§ Document passage:
[Start of Attachment]

When I hear these things, even from nonblack sex workers, what I learned was that desirability is very precarious. It can be very expansive. It can also be very limiting. The ways that we have come to understand desire, there’s no safety within this place. There’s no safety within this zone. Which is what I also learned from community, by watching how people react to people that they desire. Or the way that they react to people who they don’t desire, to the person that is in question whether they be the desired person or the undesirable person.

Even someone that is deemed “ugly,” there’s still a desire, there’s still a relationship to desirability in that place. Also learning from someone who was a client about the things that they desire, that they don’t want anyone to know. You learn how to adapt. You learn how to morph and shape into the very thing that can either be the thing that they desire, or the very thing that can mold itself in a different way to hold their secrets and hold their desires, so that people don’t learn or find out. This is why I say it’s always interesting to take those different instances and engage in play, engage in education. It’s exciting, but it’s also dangerous. And it’s dangerous for so many people because of the ways they exist in the world.

I do see this as a communal sort of thing, because of just all of the enactments, and all of the ways that we may perform as people, whether we be the client, whether we be the organizer, whether we be somebody’s Grandma. Everyone performs a particular role and has a particular way that they engage with one another that I try to consume, take in, and see if I can place into the work. Even if you can’t read it there, even if you don’t see it.

[End of Attachment]

§ Data excerpts:
[Start of Attachment]

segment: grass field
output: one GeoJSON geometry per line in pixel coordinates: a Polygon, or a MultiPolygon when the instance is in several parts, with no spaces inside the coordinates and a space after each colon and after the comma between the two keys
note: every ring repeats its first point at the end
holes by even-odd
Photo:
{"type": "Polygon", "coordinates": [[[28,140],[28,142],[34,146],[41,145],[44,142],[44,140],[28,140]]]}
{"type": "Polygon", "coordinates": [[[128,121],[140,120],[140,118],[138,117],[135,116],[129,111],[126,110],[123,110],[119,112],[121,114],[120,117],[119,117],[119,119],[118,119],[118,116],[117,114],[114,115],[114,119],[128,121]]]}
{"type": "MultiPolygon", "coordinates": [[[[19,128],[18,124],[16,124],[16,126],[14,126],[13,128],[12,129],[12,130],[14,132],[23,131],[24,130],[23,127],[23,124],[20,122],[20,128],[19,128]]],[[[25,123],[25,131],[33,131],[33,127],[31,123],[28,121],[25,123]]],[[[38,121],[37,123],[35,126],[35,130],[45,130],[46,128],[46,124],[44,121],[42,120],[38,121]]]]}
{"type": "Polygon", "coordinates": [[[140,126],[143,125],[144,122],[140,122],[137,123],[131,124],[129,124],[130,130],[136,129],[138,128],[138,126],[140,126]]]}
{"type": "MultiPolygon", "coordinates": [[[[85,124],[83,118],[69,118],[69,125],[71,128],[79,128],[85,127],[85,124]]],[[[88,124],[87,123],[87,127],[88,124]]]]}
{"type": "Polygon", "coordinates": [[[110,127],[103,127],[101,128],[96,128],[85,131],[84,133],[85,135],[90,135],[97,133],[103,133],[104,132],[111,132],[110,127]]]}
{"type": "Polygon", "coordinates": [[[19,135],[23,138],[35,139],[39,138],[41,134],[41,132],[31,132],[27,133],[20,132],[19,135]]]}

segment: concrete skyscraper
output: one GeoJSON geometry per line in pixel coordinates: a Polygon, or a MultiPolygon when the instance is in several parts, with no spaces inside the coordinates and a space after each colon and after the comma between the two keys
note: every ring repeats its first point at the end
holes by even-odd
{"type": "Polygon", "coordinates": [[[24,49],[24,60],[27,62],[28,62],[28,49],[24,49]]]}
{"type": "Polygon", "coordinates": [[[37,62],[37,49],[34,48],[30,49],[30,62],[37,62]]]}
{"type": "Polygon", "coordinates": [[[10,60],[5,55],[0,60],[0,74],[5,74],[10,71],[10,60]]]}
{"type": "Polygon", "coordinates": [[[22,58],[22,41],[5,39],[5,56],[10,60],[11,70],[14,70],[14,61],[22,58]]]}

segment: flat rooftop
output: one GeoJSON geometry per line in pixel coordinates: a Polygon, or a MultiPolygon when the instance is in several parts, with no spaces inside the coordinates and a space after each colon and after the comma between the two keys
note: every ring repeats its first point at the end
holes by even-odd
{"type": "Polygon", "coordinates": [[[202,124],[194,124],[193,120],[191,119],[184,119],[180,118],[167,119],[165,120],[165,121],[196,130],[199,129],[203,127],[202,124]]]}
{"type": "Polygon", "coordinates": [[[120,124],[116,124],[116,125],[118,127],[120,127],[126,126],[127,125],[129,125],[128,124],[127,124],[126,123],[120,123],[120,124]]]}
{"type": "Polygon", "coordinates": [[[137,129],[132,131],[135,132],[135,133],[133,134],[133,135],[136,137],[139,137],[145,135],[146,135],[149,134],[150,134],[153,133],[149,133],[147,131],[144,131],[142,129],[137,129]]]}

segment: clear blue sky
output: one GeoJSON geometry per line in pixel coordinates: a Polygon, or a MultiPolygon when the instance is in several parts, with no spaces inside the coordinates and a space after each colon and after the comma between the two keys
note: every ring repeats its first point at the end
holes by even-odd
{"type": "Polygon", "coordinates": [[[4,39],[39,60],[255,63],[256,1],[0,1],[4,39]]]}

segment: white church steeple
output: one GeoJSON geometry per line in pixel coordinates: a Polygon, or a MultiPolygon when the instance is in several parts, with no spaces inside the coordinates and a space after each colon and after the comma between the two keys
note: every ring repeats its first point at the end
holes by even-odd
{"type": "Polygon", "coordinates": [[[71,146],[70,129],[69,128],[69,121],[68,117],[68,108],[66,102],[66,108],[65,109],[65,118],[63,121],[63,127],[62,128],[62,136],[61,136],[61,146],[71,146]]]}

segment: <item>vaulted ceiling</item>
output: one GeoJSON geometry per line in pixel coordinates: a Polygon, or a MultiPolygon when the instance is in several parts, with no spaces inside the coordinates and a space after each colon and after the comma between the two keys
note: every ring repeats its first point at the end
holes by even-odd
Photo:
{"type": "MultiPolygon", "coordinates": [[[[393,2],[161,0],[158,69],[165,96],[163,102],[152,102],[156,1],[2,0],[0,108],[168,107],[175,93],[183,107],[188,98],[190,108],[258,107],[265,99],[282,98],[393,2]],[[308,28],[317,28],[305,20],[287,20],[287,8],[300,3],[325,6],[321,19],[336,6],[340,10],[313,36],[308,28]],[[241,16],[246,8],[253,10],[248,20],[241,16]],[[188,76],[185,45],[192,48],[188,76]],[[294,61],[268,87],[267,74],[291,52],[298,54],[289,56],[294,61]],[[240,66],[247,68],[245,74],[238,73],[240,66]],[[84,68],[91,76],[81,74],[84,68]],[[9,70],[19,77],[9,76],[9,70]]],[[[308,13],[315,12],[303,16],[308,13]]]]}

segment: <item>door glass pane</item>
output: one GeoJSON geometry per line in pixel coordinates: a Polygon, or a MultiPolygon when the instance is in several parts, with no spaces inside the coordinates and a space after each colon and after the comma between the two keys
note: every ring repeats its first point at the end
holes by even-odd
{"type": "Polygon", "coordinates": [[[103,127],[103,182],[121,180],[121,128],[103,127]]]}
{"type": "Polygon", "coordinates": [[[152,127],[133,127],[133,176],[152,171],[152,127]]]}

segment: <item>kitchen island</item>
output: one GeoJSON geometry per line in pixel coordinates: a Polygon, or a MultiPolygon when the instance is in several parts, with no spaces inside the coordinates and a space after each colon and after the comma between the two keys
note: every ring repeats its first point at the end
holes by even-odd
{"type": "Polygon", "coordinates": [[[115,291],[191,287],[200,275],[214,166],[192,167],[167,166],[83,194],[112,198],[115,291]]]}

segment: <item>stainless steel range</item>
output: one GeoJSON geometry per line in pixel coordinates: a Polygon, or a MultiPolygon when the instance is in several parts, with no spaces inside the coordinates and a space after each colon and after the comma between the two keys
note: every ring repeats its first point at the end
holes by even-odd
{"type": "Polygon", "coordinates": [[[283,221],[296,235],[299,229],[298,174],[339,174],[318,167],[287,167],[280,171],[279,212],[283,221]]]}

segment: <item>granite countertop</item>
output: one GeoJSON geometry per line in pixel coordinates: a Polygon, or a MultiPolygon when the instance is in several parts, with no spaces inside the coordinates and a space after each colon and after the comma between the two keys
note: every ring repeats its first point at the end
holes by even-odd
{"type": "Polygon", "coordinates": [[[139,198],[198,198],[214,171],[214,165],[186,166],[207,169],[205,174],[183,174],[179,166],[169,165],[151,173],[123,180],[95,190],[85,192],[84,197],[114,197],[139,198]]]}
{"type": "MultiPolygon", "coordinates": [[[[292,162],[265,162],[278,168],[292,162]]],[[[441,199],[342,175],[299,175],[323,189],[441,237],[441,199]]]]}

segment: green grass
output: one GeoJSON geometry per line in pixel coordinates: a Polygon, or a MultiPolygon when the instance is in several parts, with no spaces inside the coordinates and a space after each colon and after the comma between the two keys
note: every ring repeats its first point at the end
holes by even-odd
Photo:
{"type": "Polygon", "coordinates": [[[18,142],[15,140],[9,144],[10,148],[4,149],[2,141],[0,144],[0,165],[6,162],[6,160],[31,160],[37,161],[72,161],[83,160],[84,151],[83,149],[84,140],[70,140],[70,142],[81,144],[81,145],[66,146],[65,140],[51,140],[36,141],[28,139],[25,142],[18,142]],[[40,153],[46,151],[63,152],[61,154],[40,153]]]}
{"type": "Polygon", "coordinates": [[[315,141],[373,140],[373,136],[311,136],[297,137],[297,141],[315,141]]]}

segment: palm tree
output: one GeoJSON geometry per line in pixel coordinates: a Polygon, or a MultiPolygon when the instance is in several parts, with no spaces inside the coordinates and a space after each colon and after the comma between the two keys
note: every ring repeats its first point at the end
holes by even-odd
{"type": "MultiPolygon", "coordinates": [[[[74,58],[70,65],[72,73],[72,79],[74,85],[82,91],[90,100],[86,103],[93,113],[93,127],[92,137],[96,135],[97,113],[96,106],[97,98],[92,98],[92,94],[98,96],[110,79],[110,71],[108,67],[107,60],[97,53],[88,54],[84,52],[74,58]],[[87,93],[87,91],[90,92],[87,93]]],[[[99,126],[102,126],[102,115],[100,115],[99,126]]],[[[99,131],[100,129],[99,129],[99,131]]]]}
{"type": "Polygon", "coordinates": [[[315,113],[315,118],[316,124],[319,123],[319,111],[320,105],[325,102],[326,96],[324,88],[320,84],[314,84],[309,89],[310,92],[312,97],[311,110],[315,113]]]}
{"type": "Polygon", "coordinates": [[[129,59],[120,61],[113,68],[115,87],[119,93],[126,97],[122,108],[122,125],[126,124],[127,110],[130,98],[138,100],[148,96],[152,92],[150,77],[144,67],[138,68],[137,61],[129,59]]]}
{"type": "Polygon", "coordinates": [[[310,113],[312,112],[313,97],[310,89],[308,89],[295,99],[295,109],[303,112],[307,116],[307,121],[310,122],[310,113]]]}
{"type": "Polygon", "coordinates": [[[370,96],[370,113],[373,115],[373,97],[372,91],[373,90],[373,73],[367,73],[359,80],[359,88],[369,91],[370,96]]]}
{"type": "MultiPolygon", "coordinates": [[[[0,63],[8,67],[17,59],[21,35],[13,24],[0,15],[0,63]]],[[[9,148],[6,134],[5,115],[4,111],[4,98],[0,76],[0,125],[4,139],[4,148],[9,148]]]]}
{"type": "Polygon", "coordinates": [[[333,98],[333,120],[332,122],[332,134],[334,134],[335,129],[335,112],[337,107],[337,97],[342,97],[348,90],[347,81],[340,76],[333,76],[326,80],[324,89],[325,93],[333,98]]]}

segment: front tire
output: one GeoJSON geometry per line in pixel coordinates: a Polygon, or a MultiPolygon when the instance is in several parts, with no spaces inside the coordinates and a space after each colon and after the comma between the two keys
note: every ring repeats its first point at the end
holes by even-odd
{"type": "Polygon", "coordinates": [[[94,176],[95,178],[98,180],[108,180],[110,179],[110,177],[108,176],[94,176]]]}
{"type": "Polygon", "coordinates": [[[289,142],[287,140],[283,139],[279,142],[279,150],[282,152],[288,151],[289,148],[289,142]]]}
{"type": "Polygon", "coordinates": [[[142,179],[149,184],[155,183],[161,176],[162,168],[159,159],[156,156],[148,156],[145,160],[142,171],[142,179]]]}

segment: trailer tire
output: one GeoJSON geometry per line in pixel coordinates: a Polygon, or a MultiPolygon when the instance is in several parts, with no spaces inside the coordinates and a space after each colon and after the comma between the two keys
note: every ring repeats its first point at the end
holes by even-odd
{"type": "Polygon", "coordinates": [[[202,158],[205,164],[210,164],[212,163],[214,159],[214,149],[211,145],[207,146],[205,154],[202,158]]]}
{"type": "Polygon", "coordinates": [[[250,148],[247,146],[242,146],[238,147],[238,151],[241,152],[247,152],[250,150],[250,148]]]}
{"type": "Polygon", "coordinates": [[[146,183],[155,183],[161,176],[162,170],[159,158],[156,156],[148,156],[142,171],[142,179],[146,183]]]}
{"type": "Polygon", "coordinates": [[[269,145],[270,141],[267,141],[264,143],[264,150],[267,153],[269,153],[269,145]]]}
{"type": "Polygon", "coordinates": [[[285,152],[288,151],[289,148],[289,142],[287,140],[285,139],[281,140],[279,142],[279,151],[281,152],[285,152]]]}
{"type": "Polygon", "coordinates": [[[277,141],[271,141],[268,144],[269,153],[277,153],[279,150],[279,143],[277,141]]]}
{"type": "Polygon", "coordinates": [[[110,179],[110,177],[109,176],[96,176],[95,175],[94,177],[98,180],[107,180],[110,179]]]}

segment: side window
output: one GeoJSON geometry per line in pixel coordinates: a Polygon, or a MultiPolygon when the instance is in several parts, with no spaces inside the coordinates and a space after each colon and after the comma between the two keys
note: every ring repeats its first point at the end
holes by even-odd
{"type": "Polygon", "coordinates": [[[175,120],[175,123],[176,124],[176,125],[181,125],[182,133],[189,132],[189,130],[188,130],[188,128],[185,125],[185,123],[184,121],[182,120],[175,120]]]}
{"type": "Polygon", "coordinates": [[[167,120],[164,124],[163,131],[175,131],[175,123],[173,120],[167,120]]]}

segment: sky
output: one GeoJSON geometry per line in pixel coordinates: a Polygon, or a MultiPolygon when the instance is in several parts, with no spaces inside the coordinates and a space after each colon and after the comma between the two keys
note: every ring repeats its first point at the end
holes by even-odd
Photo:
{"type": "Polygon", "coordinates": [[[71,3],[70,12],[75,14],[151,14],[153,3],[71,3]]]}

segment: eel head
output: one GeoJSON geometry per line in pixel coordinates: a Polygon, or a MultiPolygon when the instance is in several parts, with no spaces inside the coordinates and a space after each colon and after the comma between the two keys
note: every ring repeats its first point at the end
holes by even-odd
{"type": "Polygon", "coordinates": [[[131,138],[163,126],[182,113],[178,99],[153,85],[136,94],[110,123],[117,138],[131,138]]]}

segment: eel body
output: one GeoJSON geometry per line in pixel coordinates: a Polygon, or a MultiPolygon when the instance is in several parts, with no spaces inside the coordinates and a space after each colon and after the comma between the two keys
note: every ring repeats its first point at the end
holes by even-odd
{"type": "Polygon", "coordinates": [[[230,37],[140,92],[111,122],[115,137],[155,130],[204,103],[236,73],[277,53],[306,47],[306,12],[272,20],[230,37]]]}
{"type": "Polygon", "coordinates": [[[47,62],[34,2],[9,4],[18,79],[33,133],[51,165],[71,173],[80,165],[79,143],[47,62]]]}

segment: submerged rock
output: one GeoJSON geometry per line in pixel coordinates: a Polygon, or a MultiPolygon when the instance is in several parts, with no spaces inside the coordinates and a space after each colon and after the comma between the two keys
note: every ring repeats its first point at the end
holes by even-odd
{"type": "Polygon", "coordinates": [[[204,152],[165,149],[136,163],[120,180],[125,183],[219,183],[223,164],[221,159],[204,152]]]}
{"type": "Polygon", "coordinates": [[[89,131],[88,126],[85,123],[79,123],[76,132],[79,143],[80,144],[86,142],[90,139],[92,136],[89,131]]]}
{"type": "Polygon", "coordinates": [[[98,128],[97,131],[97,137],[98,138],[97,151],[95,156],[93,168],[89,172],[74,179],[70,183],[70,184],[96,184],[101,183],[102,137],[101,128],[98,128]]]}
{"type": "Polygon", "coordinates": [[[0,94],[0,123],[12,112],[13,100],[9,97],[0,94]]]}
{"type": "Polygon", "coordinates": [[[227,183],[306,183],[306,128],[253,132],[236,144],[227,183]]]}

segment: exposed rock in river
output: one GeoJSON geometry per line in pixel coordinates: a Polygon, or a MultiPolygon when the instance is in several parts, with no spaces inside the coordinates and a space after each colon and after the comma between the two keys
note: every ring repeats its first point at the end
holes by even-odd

[End of Attachment]

§ Your objective:
Carry on the passage about desirability and performance in sex work, beginning right after its final sentence. The rows have nothing to do with what is asked here.

§ Result of the task:
AGT: We are told that we should be desired, and that somehow, by being desired that translates into something deeper. You have to be desired before you can be loved. You have to be desired before you can be respected. And I’m wondering if you can imagine love and respect and these deeper relations that we learn from Ifa, you learn from Christianity, if they can happen through desire? And if it can, does desire then become a safe space? Or is desire inherently wild, is it inherently uncontainable? Can we get to that place through desire?

ZI: I don’t think that you can. I think people can try to, or they could imagine or try to construct something that they believe will get you there. But one thing that I think is really, really clear to me…I’ve seen people say that people treat people better when they desire them. And I’m like, I can understand why someone would say that, but then I see all the circumstances that people go through to in order to be desirable or to be desired. A lot of it, I’ve noticed, has resulted in some form of violence. I know some people are like, abolish the desirability industrial complex, or whatever. But I think that some people may be afforded certain privileges because of desirability. That part I do think can happen, but I do not believe that someone can genuinely produce love from desirability. I think desirability for so many people becomes like a synonym for so many different things, when it needs to be taken up as an intense want, it’s an intense feeling of want…that’s it, it’s just wanting something. It’s nothing more, nothing less than that. And I think love—now that’s just something completely different.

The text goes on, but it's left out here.